Assigned task - For the entries below, the result should be an exact transcription of the lines from the one with "In this exercise you will mark the carpeted" up to and including the one with "In this exercise you will mark the white trim", and only those.

Stored data -
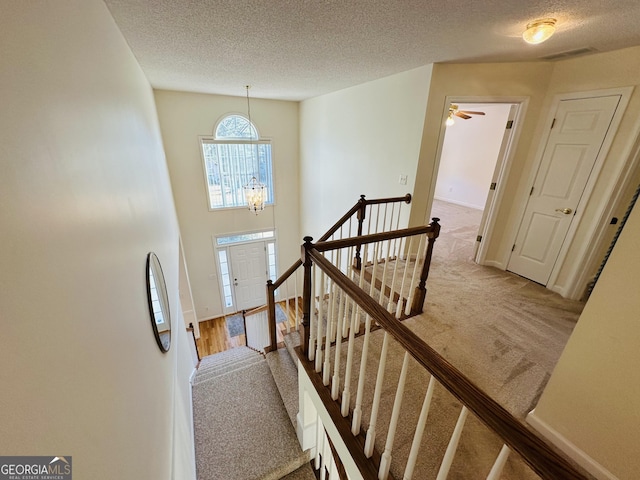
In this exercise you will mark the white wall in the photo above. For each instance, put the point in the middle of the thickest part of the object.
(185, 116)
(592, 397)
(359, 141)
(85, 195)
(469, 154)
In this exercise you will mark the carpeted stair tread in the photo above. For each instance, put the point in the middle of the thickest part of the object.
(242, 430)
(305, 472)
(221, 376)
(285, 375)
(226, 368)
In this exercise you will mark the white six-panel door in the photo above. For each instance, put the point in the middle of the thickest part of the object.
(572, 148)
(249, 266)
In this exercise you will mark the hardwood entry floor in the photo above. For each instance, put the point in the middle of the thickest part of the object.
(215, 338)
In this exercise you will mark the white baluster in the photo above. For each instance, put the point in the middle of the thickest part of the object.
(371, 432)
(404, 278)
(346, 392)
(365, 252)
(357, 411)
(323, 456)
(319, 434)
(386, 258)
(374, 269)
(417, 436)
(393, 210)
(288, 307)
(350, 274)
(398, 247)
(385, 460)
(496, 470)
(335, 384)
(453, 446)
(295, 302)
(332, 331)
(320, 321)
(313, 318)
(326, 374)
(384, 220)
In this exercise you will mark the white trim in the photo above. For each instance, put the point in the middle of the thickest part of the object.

* * *

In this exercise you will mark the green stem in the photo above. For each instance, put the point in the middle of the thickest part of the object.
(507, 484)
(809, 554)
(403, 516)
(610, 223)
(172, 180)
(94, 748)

...

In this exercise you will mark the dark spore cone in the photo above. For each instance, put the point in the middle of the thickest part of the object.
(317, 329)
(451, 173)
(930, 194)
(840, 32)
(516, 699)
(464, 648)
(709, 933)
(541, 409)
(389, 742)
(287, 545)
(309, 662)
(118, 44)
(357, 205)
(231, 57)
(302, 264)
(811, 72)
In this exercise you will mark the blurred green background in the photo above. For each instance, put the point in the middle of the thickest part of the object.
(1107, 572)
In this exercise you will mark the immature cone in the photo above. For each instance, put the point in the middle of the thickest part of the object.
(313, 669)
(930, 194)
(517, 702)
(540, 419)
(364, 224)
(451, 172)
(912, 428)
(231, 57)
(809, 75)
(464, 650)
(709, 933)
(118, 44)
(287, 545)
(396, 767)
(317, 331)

Exercise result -
In this exercise you will mark the carpeted stair tread in the photo above. For each instance, put the point in the middle of the thickest part of the object.
(242, 430)
(305, 472)
(221, 376)
(285, 375)
(226, 368)
In this exercise you will mark the white six-panel door in the photo above. For each instance, put the point in the middle of the thickest part of the object.
(572, 148)
(249, 266)
In this exercise you will mark the hardwood entry floor in the photo above. For each instance, put the point in the middle of the thickest part of the object.
(215, 338)
In this exercise you will mark the white baluster in the photo above. For each instance, put the point in the middle of the thickest part of the object.
(371, 432)
(404, 278)
(346, 392)
(365, 252)
(357, 411)
(323, 456)
(319, 434)
(386, 258)
(374, 269)
(417, 436)
(393, 210)
(288, 307)
(350, 274)
(398, 247)
(385, 460)
(496, 470)
(335, 384)
(453, 446)
(295, 302)
(332, 331)
(320, 321)
(313, 318)
(326, 374)
(384, 220)
In this exercise you will mark the white trim in the photo above. For each instance, put the point in the middle of the thickest part of the object.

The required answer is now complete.